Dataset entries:
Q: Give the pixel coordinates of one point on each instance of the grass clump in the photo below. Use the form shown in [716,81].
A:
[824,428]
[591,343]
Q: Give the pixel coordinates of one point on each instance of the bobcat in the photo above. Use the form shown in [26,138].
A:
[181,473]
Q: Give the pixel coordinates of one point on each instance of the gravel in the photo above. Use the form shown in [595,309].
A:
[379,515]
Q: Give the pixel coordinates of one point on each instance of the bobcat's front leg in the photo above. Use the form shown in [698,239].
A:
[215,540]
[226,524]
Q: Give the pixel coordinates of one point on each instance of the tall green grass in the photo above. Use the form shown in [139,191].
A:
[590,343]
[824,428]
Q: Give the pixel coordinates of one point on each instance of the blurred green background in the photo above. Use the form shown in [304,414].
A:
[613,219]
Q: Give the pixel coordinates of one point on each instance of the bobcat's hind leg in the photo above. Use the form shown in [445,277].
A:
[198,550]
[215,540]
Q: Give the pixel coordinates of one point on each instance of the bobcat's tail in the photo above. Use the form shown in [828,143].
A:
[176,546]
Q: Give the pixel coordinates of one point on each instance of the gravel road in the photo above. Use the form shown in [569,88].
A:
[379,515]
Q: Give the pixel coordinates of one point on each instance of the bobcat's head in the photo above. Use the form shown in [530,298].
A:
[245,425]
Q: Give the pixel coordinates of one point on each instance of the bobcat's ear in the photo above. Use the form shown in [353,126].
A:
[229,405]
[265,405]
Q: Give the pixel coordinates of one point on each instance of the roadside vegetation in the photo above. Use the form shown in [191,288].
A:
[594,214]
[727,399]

Your objective → Which lines run from the one containing "shown in [530,298]." to the end of the data? Output them exactly, with nothing added.

Output →
Q: Give the pixel coordinates of one point on each instance of the bobcat's head in the photo above. Use the form shown in [530,298].
A:
[245,425]
Q: Give the pixel coordinates of one point on each instance of the bobcat's ear in the photo above. Use the form shown in [353,126].
A:
[229,405]
[265,405]
Q: Give the pixel coordinates of one point on each instance of the roadside vegetation in the photo above. Use the form shown in [191,288].
A:
[594,214]
[727,399]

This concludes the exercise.